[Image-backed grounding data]
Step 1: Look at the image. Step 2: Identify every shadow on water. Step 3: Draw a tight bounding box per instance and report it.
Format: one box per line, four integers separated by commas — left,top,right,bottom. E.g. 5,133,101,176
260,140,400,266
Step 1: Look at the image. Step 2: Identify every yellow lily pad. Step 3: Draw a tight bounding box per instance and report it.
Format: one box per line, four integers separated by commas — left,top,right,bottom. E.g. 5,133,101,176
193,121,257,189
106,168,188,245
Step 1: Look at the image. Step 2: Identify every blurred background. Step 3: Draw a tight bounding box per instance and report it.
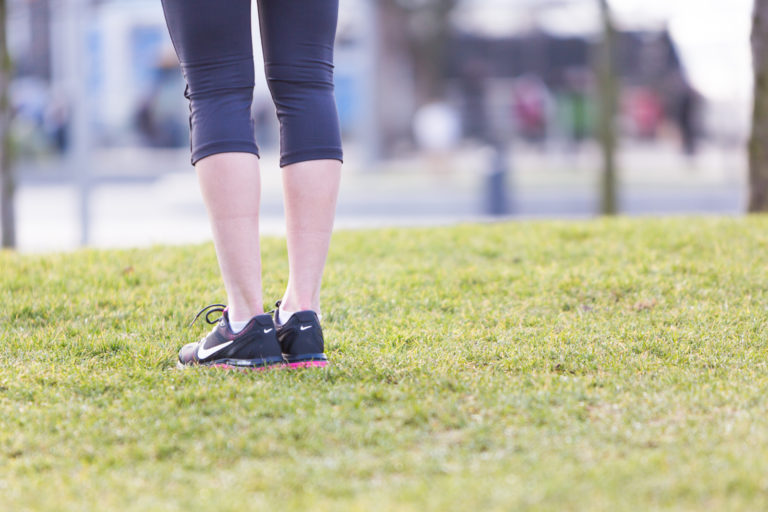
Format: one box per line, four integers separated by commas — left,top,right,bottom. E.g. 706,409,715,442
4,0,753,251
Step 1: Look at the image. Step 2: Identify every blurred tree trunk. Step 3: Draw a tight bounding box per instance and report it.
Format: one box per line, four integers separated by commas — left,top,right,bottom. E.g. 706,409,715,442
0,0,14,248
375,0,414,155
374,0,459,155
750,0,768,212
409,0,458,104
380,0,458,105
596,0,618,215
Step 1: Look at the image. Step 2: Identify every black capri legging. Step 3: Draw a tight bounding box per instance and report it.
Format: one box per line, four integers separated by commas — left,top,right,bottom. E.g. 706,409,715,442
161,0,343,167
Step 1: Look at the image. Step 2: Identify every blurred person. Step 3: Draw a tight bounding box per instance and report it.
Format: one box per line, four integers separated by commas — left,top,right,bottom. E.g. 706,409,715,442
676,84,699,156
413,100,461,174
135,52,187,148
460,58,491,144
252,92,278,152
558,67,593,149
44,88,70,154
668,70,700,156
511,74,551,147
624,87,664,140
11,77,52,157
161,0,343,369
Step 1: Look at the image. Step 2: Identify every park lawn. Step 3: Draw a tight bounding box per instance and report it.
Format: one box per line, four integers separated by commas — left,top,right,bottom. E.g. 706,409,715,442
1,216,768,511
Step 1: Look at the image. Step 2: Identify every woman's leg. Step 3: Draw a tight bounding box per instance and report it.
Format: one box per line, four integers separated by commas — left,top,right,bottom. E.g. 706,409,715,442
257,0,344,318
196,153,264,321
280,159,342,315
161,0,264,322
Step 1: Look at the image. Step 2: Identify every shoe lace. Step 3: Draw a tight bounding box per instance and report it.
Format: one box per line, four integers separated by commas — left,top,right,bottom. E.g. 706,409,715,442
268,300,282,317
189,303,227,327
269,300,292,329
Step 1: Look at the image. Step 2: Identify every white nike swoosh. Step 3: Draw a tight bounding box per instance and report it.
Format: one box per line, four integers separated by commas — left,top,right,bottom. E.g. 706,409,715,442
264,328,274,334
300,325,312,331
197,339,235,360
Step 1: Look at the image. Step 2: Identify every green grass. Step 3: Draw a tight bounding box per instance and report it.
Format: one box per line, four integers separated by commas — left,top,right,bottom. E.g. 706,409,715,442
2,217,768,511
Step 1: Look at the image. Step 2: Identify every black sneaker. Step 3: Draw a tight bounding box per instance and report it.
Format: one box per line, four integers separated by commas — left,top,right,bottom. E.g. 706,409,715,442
==
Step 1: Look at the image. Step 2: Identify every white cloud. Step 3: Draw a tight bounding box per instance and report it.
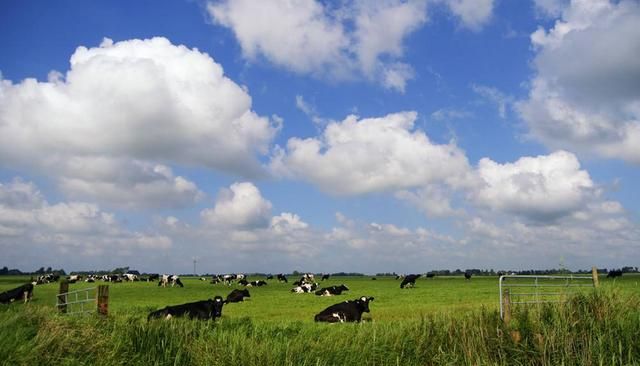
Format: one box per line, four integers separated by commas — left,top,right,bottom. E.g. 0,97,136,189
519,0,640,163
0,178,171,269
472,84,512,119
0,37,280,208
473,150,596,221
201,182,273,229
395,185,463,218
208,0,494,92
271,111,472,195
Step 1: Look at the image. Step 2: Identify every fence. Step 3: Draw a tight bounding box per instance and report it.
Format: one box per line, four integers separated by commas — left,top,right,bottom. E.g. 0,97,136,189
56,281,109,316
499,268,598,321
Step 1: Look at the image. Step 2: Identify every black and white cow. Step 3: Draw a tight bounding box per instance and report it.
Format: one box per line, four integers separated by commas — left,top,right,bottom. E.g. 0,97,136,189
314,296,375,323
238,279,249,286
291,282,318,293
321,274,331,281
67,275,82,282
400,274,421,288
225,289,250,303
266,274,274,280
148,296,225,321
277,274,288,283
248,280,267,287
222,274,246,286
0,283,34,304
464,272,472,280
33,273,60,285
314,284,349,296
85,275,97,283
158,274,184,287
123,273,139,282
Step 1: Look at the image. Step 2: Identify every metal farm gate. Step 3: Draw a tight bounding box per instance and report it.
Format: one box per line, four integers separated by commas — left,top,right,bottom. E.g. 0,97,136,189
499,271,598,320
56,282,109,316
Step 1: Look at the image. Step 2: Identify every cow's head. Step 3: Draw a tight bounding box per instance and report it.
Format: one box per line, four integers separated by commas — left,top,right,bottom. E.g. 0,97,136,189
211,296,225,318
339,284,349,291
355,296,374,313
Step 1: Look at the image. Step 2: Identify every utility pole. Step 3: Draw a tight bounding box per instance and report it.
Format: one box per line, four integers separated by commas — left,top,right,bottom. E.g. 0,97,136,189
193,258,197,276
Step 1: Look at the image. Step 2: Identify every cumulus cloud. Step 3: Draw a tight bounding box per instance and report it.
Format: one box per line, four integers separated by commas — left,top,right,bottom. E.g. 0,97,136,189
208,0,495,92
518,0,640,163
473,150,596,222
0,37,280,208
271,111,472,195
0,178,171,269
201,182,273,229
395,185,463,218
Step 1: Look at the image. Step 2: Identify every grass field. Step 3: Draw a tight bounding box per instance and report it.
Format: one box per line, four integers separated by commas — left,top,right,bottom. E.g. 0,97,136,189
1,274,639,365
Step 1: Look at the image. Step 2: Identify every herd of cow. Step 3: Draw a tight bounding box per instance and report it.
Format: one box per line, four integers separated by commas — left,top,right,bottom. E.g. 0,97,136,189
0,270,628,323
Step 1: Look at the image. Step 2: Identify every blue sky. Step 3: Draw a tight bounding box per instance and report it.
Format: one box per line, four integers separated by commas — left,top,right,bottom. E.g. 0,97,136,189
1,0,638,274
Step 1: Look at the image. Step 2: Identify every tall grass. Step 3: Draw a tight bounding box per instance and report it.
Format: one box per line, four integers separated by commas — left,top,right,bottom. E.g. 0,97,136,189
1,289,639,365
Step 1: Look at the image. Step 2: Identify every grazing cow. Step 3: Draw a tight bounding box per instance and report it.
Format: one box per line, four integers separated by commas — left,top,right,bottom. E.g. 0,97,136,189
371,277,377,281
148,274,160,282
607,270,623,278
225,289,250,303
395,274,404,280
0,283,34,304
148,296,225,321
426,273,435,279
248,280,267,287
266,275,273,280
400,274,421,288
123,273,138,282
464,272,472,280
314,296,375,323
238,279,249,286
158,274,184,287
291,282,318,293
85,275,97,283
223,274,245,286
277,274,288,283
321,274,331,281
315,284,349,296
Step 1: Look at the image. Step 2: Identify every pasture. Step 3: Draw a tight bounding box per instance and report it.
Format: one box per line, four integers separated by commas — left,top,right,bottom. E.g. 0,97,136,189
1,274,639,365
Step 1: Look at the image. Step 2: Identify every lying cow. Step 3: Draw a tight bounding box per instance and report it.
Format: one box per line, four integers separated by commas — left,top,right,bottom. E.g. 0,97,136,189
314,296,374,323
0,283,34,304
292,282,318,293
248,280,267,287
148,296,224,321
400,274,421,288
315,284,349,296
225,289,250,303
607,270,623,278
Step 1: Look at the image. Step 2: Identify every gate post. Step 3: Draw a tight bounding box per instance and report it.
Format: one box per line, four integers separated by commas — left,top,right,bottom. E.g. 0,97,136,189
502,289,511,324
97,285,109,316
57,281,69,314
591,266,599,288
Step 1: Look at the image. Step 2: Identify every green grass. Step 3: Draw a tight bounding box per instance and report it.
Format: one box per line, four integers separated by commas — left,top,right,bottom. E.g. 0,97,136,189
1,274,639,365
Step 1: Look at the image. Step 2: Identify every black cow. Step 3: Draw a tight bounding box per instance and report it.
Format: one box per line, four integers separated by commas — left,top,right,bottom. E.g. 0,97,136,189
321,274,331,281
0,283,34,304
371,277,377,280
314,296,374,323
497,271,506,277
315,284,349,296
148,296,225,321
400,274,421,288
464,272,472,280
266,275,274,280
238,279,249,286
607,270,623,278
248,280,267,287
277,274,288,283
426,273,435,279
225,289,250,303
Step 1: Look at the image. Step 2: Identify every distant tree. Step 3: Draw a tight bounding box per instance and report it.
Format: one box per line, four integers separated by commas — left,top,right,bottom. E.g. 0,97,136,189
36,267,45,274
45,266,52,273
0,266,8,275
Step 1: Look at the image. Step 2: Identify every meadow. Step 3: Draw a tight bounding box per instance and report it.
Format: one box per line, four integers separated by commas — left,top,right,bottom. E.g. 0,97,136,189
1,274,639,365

Exercise —
Within the data above, how many lines contain "tree"? Respond with the tally alone.

Task output —
2